Problem to work on |
Copy out all the data, word for word.

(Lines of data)
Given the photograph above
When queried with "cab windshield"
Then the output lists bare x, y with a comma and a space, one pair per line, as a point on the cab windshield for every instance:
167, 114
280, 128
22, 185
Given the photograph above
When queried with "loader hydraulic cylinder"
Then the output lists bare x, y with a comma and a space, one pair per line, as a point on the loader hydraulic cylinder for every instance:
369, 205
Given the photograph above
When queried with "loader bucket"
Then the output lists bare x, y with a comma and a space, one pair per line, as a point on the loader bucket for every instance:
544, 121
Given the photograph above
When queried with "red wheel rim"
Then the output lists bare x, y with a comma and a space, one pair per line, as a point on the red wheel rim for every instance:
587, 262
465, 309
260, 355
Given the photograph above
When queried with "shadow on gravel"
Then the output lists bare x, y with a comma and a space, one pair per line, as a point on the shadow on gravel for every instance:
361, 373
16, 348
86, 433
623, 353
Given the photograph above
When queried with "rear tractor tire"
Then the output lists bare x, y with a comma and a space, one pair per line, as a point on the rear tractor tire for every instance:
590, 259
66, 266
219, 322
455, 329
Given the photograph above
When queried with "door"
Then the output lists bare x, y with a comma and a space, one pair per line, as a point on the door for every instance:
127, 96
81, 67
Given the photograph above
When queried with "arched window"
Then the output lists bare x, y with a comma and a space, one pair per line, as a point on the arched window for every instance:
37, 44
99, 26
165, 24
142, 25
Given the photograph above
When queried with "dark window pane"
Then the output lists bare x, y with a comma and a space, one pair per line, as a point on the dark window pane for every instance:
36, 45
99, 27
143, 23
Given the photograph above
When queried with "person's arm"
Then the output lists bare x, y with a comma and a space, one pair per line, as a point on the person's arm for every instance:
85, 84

Answer to the exercise |
Given the photograph above
When queried with "cab windshield"
Then the output lists bare x, y with a comma and a space, one pair per line, as a point on the cab windshield for every instance:
167, 114
280, 128
22, 185
Given the photograph above
When queried with "loader hydraulic cylinder"
Then the output lists bare x, y with a comma and a space, one pair per line, as a point on the loader hydraulic cylinder for every instance:
369, 205
Given the photograph above
When queried with "loader bucket"
Then the output lists bare x, y with a comma and a space, one pair per line, as a point on the loader bucket for every instance:
544, 121
Given the photograph above
When queried with "red wheel rim"
Then the output lists bare x, y with a comma and a space, one pair per line, as a point on the red wheel rim for every instance:
587, 262
465, 309
260, 355
Given the photograph above
When queried with "shadow on gravel"
Then the output lists bare x, y with a comma and a space, one pair per line, as a point on the shadow on gravel for every instance:
361, 373
16, 348
86, 433
623, 353
Given the photograph above
When queried with "rear tractor tire"
Then the output lists bare x, y with a comma and a space, one pair per line, as a point on the rear tractor tire for every instance:
590, 259
66, 266
219, 322
455, 329
Given the photograph above
When queried with "door"
Then the output lists bare x, y with a comma and a space, one pair per line, as a point on the door for every instance:
127, 96
81, 67
Given the photograph above
When queried with "arched window"
Then the output lists bare x, y with a comma and a space, one pair per line, as a point on the arched window for every instance:
37, 44
99, 26
165, 24
142, 25
Given the photograph above
When queried with "dark window pane"
Then the output lists bare x, y with a comma and a space, one pair per line, as a point on the dark window pane for every instance:
36, 45
99, 27
143, 23
Given the photograph above
When queried with "person's arm"
Then the output lists bare x, y with a comma and a space, one pair per line, as a point on the person's arm for every instance:
85, 84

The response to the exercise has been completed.